[Source text]
___
Whatever it means, I think you can do without it.

I have an internet modem too and my FIOS phone is connected to it, but there is no need to drag that into the alarm connection. The alarm is juust connected to the same two wires the telephone is connected to.

You have had breakins while you're on the phone? Or your just testing to see what happens? Most breakins won't happen while I'm there. If it's a home, they break in while people are away at work. if it's a business, they break in when people have left for the day. And the odds are slim that someone will be trying to leave a message when there is a breakin, but if thhey are, you should still see who called from your caller-id record or the start of their messsage, or they can realize their call was interrupted and call again.

So they'll call again.

My phone line was in the basement and so was my burglar alarm. But I moved the computer upstairs and for other reasons, when I got optical internet, I moved the phone line upstairs, and I only have one corded phone upstairs and 3 cordless phones. So now, to connect the burglar alarm to the phone, I had to run a wire from the basement to the 2nd floor. I don't like that, BUT if I wanted the alarm to interrupt my phone calls, I'd have to run the wire up those two flights, then down, then up again.

Really not worth it for reassons above. So if perchance I was on the phone when someone broke in, I'd hear the phone being "dialed" by the alarm, and I'd know someone had broken in. Then if I yelled, I think he would leave. Otherwise, if the phone line is busy because someone is leaving a message, iirc the alarm waits and calls again in a couple minutes. Yours might do that whether mine does or not.

Sounds easier to get a cell phone, a smart phone. They are very handy, especially for phone calls and google maps when you are in the car. Finds nearby restaurants, gas stations, movie theatres, booksstores, liquor stores, whatever you want. Especially good when you are out of town and don't know where everything is. But evren in town, you can look up the phonenumbe on the phone, then call up a restaurant and order take out, so you don't have to wait once you're there. Or you can check how early or late some place is open.
___
[Dataset]
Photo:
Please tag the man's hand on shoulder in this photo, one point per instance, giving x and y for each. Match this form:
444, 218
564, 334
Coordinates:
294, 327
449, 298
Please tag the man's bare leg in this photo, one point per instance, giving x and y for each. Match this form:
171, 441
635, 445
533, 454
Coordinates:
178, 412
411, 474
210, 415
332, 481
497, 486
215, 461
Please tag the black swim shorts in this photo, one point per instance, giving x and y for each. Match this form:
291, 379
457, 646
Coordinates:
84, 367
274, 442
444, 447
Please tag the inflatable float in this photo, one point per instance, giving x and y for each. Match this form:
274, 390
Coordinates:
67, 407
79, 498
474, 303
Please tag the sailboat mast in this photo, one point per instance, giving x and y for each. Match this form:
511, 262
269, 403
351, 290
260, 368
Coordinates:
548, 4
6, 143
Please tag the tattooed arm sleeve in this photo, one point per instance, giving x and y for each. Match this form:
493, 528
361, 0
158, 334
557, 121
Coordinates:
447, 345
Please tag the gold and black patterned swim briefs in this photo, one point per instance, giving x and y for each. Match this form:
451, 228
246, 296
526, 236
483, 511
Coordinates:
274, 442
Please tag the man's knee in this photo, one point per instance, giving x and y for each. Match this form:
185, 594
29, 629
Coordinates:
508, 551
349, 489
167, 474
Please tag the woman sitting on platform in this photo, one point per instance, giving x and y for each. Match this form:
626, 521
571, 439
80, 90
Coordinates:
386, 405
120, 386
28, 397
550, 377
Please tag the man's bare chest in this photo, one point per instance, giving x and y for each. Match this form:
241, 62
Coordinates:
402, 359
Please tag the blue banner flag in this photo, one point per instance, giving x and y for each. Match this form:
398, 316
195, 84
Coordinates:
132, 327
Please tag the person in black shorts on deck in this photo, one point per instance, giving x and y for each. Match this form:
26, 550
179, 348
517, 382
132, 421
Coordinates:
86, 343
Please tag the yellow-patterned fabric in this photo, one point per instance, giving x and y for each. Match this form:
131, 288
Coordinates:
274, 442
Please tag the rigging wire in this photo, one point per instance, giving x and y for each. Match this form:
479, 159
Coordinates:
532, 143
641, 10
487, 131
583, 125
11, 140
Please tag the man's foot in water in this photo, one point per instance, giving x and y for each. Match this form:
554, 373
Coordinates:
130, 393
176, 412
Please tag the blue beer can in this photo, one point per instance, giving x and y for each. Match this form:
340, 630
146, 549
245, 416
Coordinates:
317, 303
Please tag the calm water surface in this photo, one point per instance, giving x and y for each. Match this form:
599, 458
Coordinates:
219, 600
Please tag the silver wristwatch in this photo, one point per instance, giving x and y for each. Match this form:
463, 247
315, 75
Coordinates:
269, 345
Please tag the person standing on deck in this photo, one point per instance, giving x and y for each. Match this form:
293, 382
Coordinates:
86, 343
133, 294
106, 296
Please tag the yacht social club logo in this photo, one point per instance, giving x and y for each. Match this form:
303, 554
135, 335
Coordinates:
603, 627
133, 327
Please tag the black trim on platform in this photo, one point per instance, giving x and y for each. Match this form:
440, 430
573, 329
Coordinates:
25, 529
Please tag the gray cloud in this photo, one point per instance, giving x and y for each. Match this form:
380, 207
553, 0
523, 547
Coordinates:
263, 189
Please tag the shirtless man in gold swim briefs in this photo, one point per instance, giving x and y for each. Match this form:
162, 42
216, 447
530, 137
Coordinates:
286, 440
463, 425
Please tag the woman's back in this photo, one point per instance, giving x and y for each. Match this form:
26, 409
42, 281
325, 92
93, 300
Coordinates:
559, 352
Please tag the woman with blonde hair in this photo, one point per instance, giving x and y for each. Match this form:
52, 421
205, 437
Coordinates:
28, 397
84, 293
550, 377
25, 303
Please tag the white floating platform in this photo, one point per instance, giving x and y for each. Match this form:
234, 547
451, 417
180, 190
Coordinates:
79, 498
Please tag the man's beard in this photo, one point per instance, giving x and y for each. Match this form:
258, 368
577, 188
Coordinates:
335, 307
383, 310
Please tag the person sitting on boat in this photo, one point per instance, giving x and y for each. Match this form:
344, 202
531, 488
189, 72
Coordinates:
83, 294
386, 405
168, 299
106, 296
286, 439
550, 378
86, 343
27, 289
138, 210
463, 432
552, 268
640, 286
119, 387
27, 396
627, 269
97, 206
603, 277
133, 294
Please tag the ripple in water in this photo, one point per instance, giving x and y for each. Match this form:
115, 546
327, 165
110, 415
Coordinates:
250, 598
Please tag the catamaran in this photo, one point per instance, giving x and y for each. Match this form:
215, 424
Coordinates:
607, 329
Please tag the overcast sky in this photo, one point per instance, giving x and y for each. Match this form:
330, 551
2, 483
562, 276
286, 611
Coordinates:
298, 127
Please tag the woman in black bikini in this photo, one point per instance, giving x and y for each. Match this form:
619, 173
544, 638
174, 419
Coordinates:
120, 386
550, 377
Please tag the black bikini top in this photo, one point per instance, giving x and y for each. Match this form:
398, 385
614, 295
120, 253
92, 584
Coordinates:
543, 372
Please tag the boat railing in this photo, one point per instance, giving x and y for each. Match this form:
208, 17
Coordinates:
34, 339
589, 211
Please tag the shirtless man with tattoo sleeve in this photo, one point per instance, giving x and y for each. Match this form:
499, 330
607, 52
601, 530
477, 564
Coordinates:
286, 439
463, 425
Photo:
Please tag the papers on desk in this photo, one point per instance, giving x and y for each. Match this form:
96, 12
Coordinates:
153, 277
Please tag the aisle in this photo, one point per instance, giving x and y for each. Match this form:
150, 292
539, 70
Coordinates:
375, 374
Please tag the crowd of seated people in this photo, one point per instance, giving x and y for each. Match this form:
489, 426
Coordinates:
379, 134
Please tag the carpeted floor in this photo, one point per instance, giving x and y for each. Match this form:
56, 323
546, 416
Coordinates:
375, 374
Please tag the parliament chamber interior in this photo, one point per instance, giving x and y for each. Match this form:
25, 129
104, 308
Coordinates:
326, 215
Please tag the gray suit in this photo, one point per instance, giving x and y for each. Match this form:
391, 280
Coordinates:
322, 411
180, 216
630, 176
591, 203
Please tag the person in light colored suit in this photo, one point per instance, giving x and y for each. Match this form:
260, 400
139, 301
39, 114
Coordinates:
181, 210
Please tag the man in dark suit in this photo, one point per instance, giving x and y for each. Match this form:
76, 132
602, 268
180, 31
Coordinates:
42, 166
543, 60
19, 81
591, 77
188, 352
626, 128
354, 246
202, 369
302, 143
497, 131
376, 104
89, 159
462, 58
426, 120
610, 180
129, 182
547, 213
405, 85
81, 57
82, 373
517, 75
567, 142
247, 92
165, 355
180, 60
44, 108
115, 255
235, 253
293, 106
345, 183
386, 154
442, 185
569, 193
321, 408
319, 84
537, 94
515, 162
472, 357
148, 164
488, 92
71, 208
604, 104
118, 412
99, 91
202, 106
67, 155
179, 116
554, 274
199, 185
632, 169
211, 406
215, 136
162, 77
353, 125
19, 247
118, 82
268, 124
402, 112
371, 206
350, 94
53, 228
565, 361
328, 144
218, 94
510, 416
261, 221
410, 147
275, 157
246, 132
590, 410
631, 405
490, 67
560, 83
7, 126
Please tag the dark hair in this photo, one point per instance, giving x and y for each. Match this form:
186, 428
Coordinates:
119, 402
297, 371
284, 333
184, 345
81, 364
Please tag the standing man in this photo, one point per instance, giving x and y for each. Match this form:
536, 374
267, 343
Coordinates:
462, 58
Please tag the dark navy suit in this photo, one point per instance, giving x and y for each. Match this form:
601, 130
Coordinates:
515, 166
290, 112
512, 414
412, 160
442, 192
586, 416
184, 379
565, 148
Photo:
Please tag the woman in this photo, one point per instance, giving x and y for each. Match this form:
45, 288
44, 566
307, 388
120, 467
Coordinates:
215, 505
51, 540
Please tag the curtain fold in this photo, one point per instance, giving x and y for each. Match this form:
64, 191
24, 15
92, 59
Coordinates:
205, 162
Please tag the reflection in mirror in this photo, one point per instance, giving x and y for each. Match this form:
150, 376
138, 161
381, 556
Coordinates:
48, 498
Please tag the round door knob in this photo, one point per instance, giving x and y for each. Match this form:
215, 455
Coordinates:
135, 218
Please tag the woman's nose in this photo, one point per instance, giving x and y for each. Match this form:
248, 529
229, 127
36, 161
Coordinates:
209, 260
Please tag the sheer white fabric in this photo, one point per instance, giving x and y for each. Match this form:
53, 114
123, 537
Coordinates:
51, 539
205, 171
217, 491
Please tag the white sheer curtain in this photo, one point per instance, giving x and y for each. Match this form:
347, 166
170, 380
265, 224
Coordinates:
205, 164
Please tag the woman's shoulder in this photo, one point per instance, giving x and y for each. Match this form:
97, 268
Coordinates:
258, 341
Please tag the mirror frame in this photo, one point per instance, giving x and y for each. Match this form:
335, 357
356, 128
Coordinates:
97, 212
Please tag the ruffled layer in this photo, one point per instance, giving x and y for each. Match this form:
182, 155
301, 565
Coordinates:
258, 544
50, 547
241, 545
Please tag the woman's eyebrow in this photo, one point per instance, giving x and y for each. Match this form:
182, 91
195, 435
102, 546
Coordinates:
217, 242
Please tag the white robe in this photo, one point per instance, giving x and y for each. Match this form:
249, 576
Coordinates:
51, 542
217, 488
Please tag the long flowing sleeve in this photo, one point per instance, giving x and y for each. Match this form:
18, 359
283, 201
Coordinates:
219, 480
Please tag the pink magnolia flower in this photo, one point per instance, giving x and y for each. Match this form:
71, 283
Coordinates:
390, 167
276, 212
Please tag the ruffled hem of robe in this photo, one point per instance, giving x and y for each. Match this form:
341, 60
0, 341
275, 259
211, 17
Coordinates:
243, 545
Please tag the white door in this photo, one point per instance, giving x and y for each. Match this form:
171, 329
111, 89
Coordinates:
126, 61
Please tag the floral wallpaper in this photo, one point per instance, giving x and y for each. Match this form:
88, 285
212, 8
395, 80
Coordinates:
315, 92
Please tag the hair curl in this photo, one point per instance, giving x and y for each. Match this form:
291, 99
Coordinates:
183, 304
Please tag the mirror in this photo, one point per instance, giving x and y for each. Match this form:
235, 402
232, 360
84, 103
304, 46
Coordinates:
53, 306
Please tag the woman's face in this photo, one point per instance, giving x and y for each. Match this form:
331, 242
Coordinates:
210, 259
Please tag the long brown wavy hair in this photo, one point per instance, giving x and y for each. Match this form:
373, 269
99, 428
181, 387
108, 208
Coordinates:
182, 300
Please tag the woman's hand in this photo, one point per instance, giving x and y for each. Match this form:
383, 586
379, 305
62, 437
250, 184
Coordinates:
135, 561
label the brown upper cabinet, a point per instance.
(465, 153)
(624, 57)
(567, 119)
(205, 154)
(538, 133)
___
[Parts of the exercise]
1) From the post about connecting a burglar alarm to a phone line, list every kind of place the post says a smart phone can find nearby.
2) Continue the post about connecting a burglar alarm to a phone line, starting after its last sentence.

[Written answers]
1) restaurants, gas stations, movie theatres, booksstores, liquor stores

2)
Mint Mobile is good and iirc $15 a month for the first 3 months and continuing if you pay by the year. Tell 'em Micky sent you and I get a free month.

Reply to
micky

It's not clear how this alarm system is connected to a "phone line" and internet. Decades ago these alarms were connected in series with the copper phone lines where they entered the house. That way if an alarm call had to be made, the system could disconnect the rest of the home phone wiring from the line, cutting off any ongoing calls, to make it's emergency call. Then VOIP started to roll out and there were problems because the VOIP phone adapters would not work reliably with the alarm system modem. Today new systems generally connect to the internet directly.

Couple of solutions. If this is an old panel that wants a copper phone line, there are companies that sell adapters that will go between that and ethernet, but that may require getting a different monitoring company. There are low cost ones you can find online, they probably provide the adapter and you can save $$$ monthly like $10 instead of $35. Or get a new panel put in that doesn't connect to the phone.

Reply to
trader_4

This all makes sense. I probably have what's considered an old board. Even when the phone and alarm were both in the basement, only 20 feet from each other, I didn't try using the alarm to seize the line, for the reasons in my other post. The need for the alarm to seize the line just seemed too small. BTW, the point of that is not what I implied. It's not so much for calls in progress or messages being left, but so a burglar can't pick up some extension and prevent the alarm from calling the police or monitoring company.

When we had dial phones, just picking up a phone before the alarm had dialed all its numbers would keep the alarm from dialing out. With touch-tone, picking up another extension doesn't interfere with dialing but pressing even one number on the keypad will. (Unless the last 4 numbers are for example, 2222, and the burglar presses a 2.)

So seizing the line fills an important niche in security, but it seems to me to fulfill the least likely of situations.

For most targets, including perhaps the OP (we don't know if it's a business or a residence, and if a residence, if it's a bungalow or a

30-room mansion with diamonds in the dresser), I don't see the burglar as so experienced that the first thing he does is pick up an extension. And that would not stop my (or his) sirens from going off. Or the alarm from dialing again later, if they do that. (It's also affected by whether the burglar goes in via a delay-entry, like the front door, that gives maybe 30 seconds, any other entry that starts the process immediately, and how far from the entry point is the nearest phone.)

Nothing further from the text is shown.